La historia del metro de Bogotá –que no existe, pero cumple setenta y pico de años– debería ser una novela bogotana

Ricardo Silva Romero

De verdad que la historia del metro de Bogotá –que no existe, pero cumple setenta y pico de años de cruzar la ciudad en la cabeza de millones de ciudadanos malogrados– debería ser una novela bogotana, una novela rusa al menos. Tengo el título: El monumento invisible. Ya sé que en el primer párrafo se ve el tranvía de mulas varado entre el lodo helado de 1896. Tengo claro que todos sus capítulos exasperantes deben empezar con algún titular de prensa verdadero: 1942, “¡Habrá metro el próximo año!”; 1949, “Metro se hará por la Avenida Caracas”; 1957, “Canadá propone a dictadura una primera línea elevada”; 1978, “Comenzarán excavaciones para el metro de Bogotá”; 1990, “Alcalde asegura que la ciudad no puede pagar el metro que propone la nación”; 2008, “Empresas catalanas emprenden estudios conceptuales”; 2014, “Construcción del metro empezará en 2016”; 2015, “Suspenden obras por propuesta de alcalde electo”.

*Información proporcionada:*
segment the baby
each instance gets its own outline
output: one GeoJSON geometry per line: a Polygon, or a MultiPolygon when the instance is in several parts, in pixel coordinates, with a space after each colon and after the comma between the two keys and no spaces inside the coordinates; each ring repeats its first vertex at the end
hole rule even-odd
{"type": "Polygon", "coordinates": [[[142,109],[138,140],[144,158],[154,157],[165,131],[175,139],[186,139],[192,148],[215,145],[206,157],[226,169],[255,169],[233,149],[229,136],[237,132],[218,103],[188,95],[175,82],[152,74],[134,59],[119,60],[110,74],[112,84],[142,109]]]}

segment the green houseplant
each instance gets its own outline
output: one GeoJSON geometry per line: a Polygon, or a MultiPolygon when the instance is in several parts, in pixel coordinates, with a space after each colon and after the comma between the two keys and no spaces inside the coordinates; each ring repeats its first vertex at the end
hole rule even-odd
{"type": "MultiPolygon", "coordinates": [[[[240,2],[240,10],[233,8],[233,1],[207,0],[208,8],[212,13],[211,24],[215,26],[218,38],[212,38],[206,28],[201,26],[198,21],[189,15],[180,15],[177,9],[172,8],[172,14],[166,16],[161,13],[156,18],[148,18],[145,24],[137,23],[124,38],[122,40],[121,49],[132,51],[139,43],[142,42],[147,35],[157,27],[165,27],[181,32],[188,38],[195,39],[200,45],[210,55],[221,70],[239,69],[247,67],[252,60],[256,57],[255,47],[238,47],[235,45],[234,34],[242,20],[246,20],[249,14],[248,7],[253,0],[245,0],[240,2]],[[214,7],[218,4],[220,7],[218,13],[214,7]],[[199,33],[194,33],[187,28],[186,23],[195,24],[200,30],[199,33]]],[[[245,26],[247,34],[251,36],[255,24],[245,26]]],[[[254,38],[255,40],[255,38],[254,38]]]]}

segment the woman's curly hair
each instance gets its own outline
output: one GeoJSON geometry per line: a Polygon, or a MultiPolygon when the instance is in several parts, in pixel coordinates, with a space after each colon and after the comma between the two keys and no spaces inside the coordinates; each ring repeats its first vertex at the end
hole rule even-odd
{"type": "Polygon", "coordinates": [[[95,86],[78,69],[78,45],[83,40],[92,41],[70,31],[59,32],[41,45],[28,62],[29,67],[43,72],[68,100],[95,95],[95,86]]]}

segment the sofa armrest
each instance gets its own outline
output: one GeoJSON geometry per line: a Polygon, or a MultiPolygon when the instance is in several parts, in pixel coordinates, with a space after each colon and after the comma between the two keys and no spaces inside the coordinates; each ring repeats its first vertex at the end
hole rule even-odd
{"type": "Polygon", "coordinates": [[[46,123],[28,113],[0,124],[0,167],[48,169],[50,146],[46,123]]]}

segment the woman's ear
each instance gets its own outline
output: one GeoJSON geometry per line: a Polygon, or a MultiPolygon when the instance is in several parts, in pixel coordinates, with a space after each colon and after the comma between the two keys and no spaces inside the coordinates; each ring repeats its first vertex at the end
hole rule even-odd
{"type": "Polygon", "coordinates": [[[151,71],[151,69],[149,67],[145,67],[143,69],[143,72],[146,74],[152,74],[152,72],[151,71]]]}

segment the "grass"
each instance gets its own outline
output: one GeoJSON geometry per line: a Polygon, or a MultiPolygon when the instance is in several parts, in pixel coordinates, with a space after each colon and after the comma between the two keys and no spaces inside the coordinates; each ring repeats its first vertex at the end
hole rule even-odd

*Tarea requerida:* Resume en dos oraciones el pasaje sobre el metro de Bogotá.

*Resultado de la tarea:* El pasaje sostiene que la historia del metro de Bogotá, que no existe pero lleva setenta y pico de años en la cabeza de millones de ciudadanos, debería ser una novela bogotana o al menos rusa, titulada El monumento invisible. Esa novela abriría con el tranvía de mulas varado en el lodo de 1896, y cada capítulo empezaría con un titular de prensa verdadero, desde la promesa de 1942 de que habría metro al año siguiente hasta la suspensión de las obras en 2015.